= SHORT PROBLEM =
Copy the part of the material that opens with the line containing "find the pilaster" and closes with the line containing "left=5, top=10, right=9, bottom=41", reproducing each line in order without any change.

= THE RECORDS =
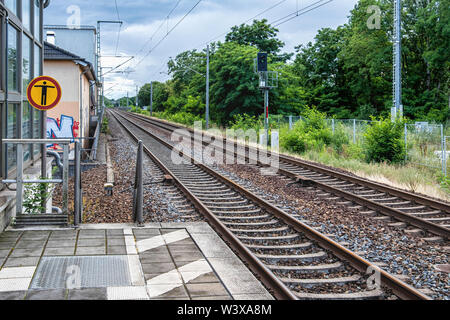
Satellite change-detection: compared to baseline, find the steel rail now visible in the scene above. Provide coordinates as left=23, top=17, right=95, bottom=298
left=121, top=114, right=450, bottom=239
left=111, top=112, right=298, bottom=300
left=111, top=110, right=430, bottom=300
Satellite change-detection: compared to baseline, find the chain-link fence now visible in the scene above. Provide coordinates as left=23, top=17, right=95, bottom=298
left=280, top=115, right=450, bottom=175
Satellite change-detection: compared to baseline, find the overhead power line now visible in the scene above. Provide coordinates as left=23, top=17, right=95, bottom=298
left=271, top=0, right=333, bottom=27
left=136, top=0, right=181, bottom=56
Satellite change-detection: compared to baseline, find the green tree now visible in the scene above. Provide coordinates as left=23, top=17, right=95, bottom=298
left=225, top=19, right=292, bottom=61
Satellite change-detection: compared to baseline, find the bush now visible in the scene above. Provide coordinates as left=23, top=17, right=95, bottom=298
left=280, top=108, right=341, bottom=153
left=229, top=113, right=264, bottom=133
left=364, top=118, right=405, bottom=163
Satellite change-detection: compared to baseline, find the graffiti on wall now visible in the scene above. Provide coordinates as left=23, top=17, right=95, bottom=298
left=47, top=114, right=80, bottom=150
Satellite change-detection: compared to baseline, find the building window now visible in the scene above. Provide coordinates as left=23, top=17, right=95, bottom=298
left=22, top=101, right=33, bottom=161
left=31, top=107, right=42, bottom=156
left=22, top=0, right=31, bottom=31
left=34, top=0, right=41, bottom=41
left=22, top=34, right=31, bottom=97
left=8, top=25, right=19, bottom=91
left=5, top=0, right=17, bottom=16
left=34, top=44, right=41, bottom=78
left=6, top=103, right=17, bottom=172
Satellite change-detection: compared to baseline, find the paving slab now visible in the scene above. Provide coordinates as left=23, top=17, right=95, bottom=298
left=67, top=288, right=108, bottom=300
left=0, top=291, right=27, bottom=301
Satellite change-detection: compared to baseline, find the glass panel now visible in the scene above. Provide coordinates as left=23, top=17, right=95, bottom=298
left=22, top=101, right=32, bottom=161
left=34, top=0, right=41, bottom=42
left=31, top=107, right=42, bottom=155
left=34, top=44, right=41, bottom=78
left=22, top=0, right=31, bottom=31
left=5, top=0, right=17, bottom=15
left=8, top=25, right=19, bottom=91
left=22, top=34, right=31, bottom=97
left=6, top=103, right=17, bottom=172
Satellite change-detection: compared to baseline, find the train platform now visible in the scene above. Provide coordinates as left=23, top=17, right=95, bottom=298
left=0, top=222, right=273, bottom=300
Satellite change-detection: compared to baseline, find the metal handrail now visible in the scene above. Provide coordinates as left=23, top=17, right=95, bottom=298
left=0, top=139, right=72, bottom=216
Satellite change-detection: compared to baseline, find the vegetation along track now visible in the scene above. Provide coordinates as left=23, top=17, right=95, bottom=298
left=121, top=110, right=450, bottom=241
left=111, top=111, right=428, bottom=299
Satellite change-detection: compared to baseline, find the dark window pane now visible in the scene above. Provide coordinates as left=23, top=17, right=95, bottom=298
left=34, top=44, right=41, bottom=78
left=22, top=0, right=31, bottom=31
left=8, top=25, right=19, bottom=91
left=5, top=0, right=17, bottom=15
left=34, top=0, right=41, bottom=42
left=31, top=108, right=42, bottom=155
left=6, top=103, right=17, bottom=171
left=22, top=35, right=31, bottom=97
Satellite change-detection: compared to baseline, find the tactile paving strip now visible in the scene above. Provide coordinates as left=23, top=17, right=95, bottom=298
left=30, top=256, right=132, bottom=289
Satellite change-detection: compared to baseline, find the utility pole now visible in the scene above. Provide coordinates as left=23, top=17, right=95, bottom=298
left=205, top=44, right=209, bottom=130
left=96, top=20, right=123, bottom=114
left=392, top=0, right=403, bottom=118
left=150, top=81, right=153, bottom=117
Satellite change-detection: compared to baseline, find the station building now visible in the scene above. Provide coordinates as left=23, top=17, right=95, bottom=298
left=44, top=42, right=97, bottom=159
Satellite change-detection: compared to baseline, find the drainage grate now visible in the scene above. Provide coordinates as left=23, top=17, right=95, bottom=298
left=30, top=256, right=132, bottom=289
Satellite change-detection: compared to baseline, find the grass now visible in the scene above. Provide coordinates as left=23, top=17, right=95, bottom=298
left=291, top=151, right=450, bottom=201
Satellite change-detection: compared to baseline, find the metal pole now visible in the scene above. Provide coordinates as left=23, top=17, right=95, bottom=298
left=393, top=0, right=403, bottom=117
left=136, top=85, right=139, bottom=107
left=444, top=137, right=447, bottom=177
left=73, top=141, right=81, bottom=226
left=134, top=141, right=144, bottom=225
left=441, top=124, right=446, bottom=173
left=205, top=44, right=209, bottom=130
left=16, top=143, right=23, bottom=216
left=405, top=123, right=408, bottom=162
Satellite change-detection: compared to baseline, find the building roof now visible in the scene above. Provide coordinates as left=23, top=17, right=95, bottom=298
left=44, top=41, right=84, bottom=60
left=44, top=24, right=97, bottom=33
left=44, top=41, right=97, bottom=82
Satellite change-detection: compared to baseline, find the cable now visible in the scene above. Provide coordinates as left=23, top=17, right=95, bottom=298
left=200, top=0, right=287, bottom=48
left=114, top=0, right=122, bottom=56
left=135, top=0, right=181, bottom=60
left=271, top=0, right=333, bottom=27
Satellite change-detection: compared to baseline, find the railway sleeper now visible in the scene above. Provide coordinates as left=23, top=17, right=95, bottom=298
left=267, top=262, right=344, bottom=273
left=280, top=275, right=361, bottom=288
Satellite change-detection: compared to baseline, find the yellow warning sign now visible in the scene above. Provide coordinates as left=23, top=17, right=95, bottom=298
left=27, top=76, right=62, bottom=111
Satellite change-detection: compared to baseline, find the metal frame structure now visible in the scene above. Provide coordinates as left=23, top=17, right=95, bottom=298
left=2, top=139, right=72, bottom=215
left=0, top=0, right=45, bottom=184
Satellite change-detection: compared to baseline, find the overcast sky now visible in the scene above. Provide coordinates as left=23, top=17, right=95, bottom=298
left=44, top=0, right=358, bottom=98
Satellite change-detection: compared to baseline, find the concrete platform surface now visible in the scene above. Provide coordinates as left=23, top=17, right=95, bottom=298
left=0, top=222, right=273, bottom=300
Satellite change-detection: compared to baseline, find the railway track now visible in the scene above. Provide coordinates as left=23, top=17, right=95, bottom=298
left=120, top=114, right=450, bottom=242
left=111, top=111, right=429, bottom=299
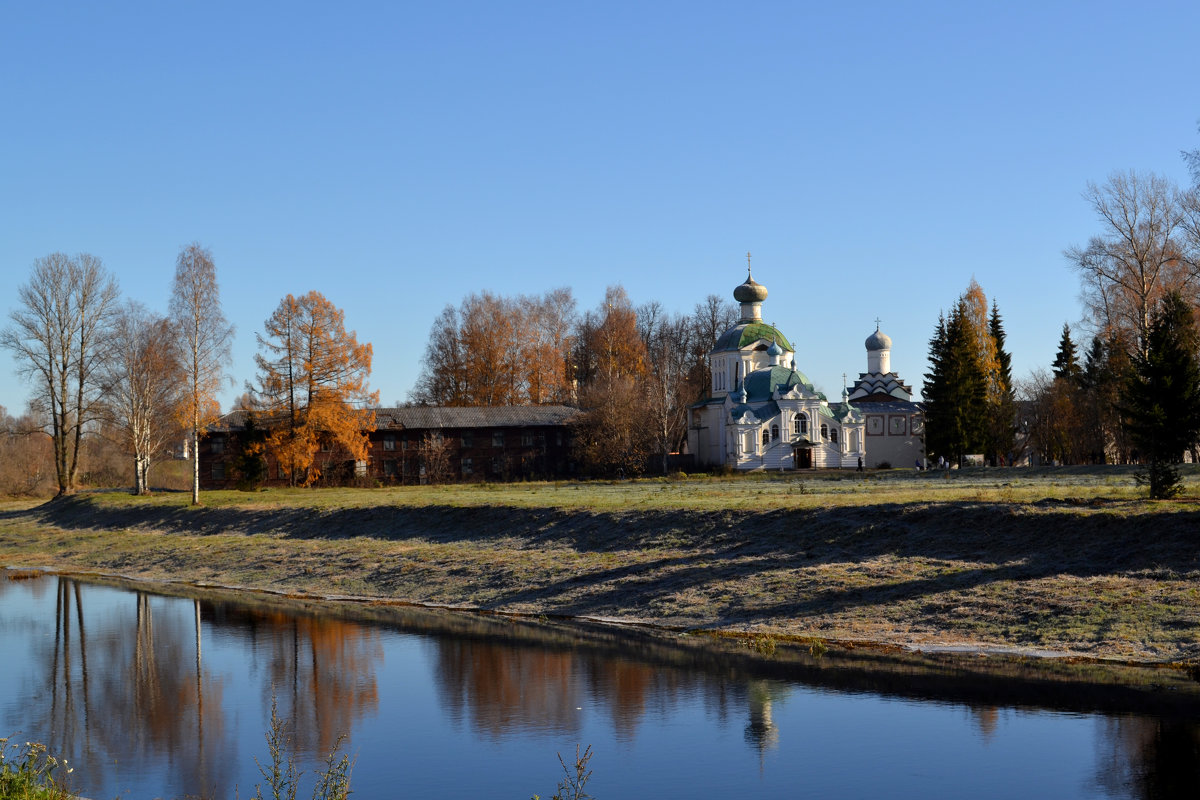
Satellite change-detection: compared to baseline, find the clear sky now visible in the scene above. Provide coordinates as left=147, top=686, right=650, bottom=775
left=0, top=0, right=1200, bottom=413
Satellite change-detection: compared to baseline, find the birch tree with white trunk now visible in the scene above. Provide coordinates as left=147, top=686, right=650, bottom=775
left=170, top=242, right=234, bottom=505
left=104, top=301, right=184, bottom=494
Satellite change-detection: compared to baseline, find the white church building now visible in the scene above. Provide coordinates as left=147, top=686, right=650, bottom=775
left=688, top=271, right=866, bottom=470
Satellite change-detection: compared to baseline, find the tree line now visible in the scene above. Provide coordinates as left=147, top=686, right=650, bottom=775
left=409, top=285, right=739, bottom=475
left=0, top=243, right=378, bottom=503
left=923, top=139, right=1200, bottom=497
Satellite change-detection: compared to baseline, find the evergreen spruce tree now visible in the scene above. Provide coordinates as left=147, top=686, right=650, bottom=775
left=1051, top=323, right=1079, bottom=380
left=1124, top=291, right=1200, bottom=499
left=988, top=300, right=1016, bottom=463
left=922, top=297, right=988, bottom=462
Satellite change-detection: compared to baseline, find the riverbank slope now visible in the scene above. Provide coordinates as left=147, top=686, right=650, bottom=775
left=0, top=469, right=1200, bottom=662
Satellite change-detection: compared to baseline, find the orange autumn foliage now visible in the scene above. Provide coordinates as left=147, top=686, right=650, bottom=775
left=253, top=291, right=379, bottom=486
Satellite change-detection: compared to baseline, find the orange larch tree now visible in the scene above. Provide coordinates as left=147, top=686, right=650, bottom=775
left=250, top=291, right=379, bottom=486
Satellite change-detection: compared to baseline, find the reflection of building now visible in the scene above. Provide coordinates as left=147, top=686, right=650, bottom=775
left=688, top=268, right=864, bottom=470
left=848, top=325, right=925, bottom=467
left=744, top=681, right=779, bottom=765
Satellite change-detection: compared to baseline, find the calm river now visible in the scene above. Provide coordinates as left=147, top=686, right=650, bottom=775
left=0, top=571, right=1200, bottom=800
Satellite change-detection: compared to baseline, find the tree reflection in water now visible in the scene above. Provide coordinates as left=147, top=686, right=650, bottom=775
left=30, top=578, right=235, bottom=796
left=7, top=572, right=1200, bottom=800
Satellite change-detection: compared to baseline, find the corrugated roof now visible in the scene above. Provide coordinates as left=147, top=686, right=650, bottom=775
left=209, top=405, right=580, bottom=431
left=376, top=405, right=580, bottom=428
left=850, top=399, right=925, bottom=414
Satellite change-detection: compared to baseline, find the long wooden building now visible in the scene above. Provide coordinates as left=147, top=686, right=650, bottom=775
left=199, top=405, right=578, bottom=489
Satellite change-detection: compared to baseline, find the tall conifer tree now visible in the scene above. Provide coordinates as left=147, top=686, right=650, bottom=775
left=1051, top=323, right=1079, bottom=380
left=1126, top=291, right=1200, bottom=498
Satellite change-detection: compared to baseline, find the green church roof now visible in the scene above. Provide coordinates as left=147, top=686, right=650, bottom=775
left=742, top=367, right=812, bottom=402
left=713, top=323, right=796, bottom=353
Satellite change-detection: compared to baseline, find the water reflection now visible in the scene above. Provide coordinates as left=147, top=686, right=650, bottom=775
left=24, top=578, right=234, bottom=796
left=200, top=602, right=383, bottom=758
left=7, top=578, right=1200, bottom=800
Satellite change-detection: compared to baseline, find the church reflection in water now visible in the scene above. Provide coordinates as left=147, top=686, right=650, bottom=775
left=0, top=572, right=1200, bottom=799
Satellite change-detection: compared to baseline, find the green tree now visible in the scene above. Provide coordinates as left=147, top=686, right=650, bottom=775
left=1051, top=323, right=1079, bottom=380
left=922, top=296, right=989, bottom=462
left=988, top=300, right=1016, bottom=463
left=1124, top=290, right=1200, bottom=498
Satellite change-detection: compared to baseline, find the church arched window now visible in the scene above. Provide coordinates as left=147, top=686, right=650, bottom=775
left=792, top=414, right=809, bottom=437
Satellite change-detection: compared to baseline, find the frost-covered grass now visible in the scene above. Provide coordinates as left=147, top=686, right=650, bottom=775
left=72, top=465, right=1200, bottom=511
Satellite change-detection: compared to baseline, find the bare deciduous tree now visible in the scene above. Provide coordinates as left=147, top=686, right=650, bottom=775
left=103, top=301, right=184, bottom=494
left=1066, top=172, right=1200, bottom=355
left=170, top=242, right=233, bottom=505
left=0, top=253, right=118, bottom=495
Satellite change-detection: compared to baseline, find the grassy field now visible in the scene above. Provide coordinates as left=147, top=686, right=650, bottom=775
left=0, top=467, right=1200, bottom=662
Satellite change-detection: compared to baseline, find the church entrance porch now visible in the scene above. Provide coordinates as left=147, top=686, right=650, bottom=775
left=793, top=445, right=812, bottom=469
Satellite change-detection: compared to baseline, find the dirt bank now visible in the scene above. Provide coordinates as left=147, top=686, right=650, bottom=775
left=0, top=495, right=1200, bottom=662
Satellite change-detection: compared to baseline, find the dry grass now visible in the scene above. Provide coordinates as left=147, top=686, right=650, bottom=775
left=0, top=468, right=1200, bottom=661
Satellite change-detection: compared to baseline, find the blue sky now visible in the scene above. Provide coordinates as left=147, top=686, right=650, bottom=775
left=0, top=0, right=1200, bottom=413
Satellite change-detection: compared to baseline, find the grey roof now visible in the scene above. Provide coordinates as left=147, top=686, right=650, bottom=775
left=376, top=405, right=580, bottom=429
left=730, top=401, right=779, bottom=422
left=850, top=399, right=925, bottom=414
left=209, top=405, right=580, bottom=432
left=850, top=372, right=912, bottom=399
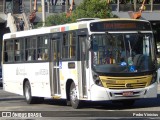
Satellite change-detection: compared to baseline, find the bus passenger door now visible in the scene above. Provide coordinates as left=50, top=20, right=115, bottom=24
left=78, top=35, right=87, bottom=98
left=51, top=38, right=61, bottom=95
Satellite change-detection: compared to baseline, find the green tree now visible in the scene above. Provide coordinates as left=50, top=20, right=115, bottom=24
left=38, top=0, right=116, bottom=26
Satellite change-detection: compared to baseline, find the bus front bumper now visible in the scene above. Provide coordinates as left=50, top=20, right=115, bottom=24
left=91, top=82, right=157, bottom=101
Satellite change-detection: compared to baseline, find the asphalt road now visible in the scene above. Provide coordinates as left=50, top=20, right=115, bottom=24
left=0, top=87, right=160, bottom=120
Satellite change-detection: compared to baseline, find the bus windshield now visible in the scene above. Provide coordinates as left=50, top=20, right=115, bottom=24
left=91, top=33, right=155, bottom=73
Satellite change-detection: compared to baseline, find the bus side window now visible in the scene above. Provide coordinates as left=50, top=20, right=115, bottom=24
left=37, top=36, right=48, bottom=60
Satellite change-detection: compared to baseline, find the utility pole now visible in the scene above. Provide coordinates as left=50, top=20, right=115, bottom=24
left=41, top=0, right=46, bottom=26
left=30, top=0, right=32, bottom=13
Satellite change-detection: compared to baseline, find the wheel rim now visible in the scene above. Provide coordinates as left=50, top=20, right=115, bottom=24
left=70, top=87, right=77, bottom=103
left=25, top=85, right=30, bottom=100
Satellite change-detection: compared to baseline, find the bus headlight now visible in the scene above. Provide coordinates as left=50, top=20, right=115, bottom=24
left=150, top=73, right=157, bottom=84
left=93, top=72, right=103, bottom=86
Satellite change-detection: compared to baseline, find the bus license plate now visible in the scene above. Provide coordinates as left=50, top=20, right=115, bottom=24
left=123, top=91, right=133, bottom=96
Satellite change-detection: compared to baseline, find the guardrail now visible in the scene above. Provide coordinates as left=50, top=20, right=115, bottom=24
left=110, top=3, right=160, bottom=12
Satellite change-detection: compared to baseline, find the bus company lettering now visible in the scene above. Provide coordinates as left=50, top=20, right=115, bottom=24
left=16, top=68, right=27, bottom=75
left=35, top=69, right=48, bottom=75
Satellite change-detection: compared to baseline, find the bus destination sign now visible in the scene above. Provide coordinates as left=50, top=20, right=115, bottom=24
left=90, top=20, right=151, bottom=32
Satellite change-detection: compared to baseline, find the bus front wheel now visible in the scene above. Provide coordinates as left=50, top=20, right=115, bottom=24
left=24, top=81, right=35, bottom=104
left=69, top=82, right=80, bottom=109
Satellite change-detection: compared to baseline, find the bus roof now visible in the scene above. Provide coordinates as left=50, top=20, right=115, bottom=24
left=3, top=18, right=148, bottom=40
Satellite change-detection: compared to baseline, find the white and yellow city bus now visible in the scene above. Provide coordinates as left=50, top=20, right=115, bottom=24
left=2, top=18, right=157, bottom=108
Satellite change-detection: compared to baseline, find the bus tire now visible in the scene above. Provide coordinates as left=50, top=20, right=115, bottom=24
left=69, top=82, right=80, bottom=109
left=24, top=81, right=35, bottom=104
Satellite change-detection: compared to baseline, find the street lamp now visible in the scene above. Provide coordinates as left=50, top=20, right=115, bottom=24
left=41, top=0, right=46, bottom=26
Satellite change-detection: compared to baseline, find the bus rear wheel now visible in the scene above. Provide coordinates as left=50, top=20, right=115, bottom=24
left=69, top=82, right=80, bottom=109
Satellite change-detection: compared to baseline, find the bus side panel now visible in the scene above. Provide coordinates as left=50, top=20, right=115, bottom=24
left=25, top=62, right=51, bottom=97
left=60, top=61, right=79, bottom=98
left=3, top=64, right=25, bottom=95
left=3, top=63, right=51, bottom=97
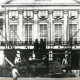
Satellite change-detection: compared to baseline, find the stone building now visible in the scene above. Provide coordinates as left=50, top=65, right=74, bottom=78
left=1, top=0, right=80, bottom=67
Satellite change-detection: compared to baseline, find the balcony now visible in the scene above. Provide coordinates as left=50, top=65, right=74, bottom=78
left=0, top=41, right=80, bottom=49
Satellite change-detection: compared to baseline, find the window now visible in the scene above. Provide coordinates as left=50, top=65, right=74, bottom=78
left=9, top=24, right=17, bottom=41
left=9, top=10, right=18, bottom=18
left=55, top=24, right=62, bottom=41
left=25, top=24, right=32, bottom=41
left=40, top=24, right=47, bottom=40
left=24, top=10, right=33, bottom=18
left=0, top=12, right=3, bottom=16
left=69, top=24, right=77, bottom=42
left=69, top=10, right=78, bottom=19
left=53, top=10, right=63, bottom=19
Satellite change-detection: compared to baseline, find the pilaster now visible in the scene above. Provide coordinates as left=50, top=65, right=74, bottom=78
left=62, top=10, right=68, bottom=41
left=17, top=9, right=24, bottom=41
left=5, top=10, right=9, bottom=41
left=77, top=10, right=80, bottom=41
left=32, top=10, right=39, bottom=41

= TASK SOLUTION =
Satellite change-detection: compared to baseline, find the pilaster now visible in the scene above. Provide coordinates as left=50, top=65, right=74, bottom=78
left=62, top=10, right=68, bottom=41
left=17, top=9, right=24, bottom=41
left=5, top=10, right=9, bottom=41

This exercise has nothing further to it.